» Problems and tasks:
A - Translate into Spanish the following sentence from the interview on startup communities: "Second, the leaders must have a long-term commitment, at least 20 years."
B - Retype the lines of the records, starting at the line containing "Task: tag the bus wing" and ending at the final line of the records, with both ends included and every character unchanged.

— start Selected passage —

Innovation and entrepreneurship are the engines of economic growth. For decades now, cities and communities across the United States have tried to infuse themselves with those two properties by emulating Silicon Valley, a never-ending quest to become the next Silicon Somewhere.
Brad Feld’s terrific new book, Startup Communities, takes us inside the real ecologies of innovation and entrepreneurship. Feld, co-founder of venture capital firm Foundry Group, serves on the boards of numerous high-tech companies. He recently chatted with Cities about his new book.
RF: First off, tell us the key elements of a startup community?
There are four, which I call the Boulder Thesis. First, entrepreneurs must lead the startup community. Second, the leaders must have a long-term commitment, at least 20 years. Third, the startup community must be inclusive of anyone who wants to participate in it. And fourth, it must have continual activities that engage the entire entrepreneurial stack.
You’re based in Boulder, Colorado. Bloomberg BusinessWeek named it America’s No. 1 place for startups a couple of years ago, and it also ranked first on the latest iteration of my own Creativity Index. What’s going on there that we should know about?
Boulder is a phenomenal example of what you would define as a creative class city. While it’s small (only [about] 100,000 people), is has an extremely high concentration of smart people. This is a function of a university (University of Colorado, Boulder), national labs (NREL,NCAR, NOAA), a hippie/creative accepting culture dating back to the 1960s, and many decades of independent and entrepreneurial thinkers.
The openness of Boulder to weirdness is well known and other Coloradoans often refer to Boulder as “25 square miles surrounded by reality.” This combination of smart, independent, and weird is a beautiful recipe for an incredibly entrepreneurial community. Add in an extremely inclusive ethos and you get magic.
There was an old joke in Silicon Valley that went something like this: “How do you make the next Silicon Valley? Take one part great research university and two parts venture capital: Shake vigorously.” You note that even though a great university is an asset to a startup community that you “reject the premise that the startup community is dependent on the university. It’s from this perspective that I categorize universities as feeders to the startup community.” Tell us more?
A university is a great input into a startup community, but it can’t be the leader, or controller of it. Startup communities are networks with all of the participants as nodes on the network, connecting them together. Universities are hierarchies. In a startup community, if you have hierarchies trying to lead, or control, you’ll have failure, because the long term goals and motivations are so fundamentally different.
So, I encourage universities to engage actively with the startup community through a variety of mechanisms, which include many of the classical ones such as acting as conveners for entrepreneurial activity, attracting smart new people to the community, spinning off research into companies, and building bridges between students and the startup community. But, if the entrepreneurs rely on the university to lead the startup community, there will be disappointment.
What are the leading myths about building more effective startup communities?
There are there common ones: “We need to be more like Silicon Valley,” “We don’t have enough capital,” and “Angel investors must be organized.”

— end Selected passage —
— start Data records —

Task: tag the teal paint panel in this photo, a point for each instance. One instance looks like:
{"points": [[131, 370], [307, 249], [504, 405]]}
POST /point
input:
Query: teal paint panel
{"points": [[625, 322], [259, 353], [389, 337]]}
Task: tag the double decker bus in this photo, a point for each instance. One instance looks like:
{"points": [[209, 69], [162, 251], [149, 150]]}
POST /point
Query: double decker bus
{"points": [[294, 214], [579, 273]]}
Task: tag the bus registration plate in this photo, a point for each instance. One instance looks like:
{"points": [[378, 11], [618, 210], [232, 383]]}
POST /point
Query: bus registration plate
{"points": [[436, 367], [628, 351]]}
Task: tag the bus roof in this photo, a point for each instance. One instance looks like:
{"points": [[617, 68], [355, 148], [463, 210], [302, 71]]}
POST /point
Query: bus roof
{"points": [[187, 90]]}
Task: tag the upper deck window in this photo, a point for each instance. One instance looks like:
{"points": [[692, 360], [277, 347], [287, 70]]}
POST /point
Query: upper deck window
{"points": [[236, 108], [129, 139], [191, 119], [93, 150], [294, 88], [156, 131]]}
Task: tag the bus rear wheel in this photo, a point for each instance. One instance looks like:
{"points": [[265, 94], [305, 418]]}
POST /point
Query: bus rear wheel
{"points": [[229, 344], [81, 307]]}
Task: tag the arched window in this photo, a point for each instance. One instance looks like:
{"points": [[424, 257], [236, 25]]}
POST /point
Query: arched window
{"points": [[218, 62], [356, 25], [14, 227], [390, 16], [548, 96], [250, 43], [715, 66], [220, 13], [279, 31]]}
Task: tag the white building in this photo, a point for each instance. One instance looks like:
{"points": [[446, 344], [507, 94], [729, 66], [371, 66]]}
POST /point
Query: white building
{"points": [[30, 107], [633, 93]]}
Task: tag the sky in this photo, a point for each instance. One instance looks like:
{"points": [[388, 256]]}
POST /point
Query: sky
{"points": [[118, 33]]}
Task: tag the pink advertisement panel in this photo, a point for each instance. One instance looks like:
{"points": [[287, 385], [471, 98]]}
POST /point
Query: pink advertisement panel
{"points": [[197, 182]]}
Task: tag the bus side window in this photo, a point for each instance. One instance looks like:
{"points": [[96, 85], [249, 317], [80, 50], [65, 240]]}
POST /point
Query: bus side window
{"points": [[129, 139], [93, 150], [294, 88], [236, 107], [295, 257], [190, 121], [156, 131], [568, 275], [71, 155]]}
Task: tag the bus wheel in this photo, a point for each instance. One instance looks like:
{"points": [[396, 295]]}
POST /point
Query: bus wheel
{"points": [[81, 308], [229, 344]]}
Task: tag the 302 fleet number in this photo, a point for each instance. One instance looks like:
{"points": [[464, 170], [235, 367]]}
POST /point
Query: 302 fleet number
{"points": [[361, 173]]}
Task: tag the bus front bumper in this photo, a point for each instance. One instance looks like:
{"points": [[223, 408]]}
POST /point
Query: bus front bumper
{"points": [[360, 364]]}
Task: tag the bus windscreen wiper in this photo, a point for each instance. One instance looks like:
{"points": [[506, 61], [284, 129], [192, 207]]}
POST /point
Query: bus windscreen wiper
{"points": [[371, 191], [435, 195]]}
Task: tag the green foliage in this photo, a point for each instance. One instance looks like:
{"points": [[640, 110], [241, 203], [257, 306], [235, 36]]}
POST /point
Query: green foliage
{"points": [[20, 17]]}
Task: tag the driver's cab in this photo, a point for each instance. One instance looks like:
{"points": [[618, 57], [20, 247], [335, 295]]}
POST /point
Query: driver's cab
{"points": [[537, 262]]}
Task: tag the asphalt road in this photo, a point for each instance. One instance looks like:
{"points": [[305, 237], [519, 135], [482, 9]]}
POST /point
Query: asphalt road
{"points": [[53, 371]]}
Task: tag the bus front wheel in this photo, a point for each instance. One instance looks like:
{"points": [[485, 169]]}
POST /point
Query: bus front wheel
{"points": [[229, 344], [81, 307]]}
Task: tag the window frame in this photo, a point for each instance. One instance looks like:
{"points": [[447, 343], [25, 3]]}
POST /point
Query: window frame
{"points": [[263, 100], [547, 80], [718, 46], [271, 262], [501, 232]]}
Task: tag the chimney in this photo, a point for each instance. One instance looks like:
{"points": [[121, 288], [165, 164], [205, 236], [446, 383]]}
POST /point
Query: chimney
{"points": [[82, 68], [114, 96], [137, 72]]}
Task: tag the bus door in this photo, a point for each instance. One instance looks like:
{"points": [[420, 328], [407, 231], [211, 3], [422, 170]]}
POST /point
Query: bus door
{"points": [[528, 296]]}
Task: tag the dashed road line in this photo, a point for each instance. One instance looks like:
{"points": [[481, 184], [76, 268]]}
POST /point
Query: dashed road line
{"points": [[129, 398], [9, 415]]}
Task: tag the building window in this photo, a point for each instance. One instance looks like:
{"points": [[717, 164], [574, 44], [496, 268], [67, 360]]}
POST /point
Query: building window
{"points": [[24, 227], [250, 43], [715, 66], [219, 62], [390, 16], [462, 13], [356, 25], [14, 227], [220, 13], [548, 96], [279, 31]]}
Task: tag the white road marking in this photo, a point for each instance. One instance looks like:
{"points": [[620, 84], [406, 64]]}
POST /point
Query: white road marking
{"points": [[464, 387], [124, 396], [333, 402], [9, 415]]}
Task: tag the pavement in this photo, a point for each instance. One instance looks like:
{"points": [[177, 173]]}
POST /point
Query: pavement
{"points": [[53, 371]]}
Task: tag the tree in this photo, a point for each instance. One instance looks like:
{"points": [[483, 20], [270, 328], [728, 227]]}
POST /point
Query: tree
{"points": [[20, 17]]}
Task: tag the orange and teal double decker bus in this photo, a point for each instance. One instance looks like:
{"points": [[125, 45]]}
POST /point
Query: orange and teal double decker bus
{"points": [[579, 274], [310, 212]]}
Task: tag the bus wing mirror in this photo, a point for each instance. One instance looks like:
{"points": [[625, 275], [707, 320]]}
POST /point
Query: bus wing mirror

— end Data records —

» Responses per task:
A - En segundo lugar, los líderes deben tener un compromiso a largo plazo, de al menos 20 años.

B -
Task: tag the bus wing mirror in this photo, a point for each instance. One instance looks like:
{"points": [[625, 275], [707, 320]]}
POST /point
Query: bus wing mirror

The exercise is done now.